• _Task objective_
Reproduce the whole listing, keeping each line as it is.

###

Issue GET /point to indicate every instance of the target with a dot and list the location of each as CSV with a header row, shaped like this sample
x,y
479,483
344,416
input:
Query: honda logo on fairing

###

• _Answer box_
Issue GET /point to indicate every instance of the target with a dot and list the location of each as CSV with a header row, shaped like this sample
x,y
479,483
344,416
input:
Query: honda logo on fairing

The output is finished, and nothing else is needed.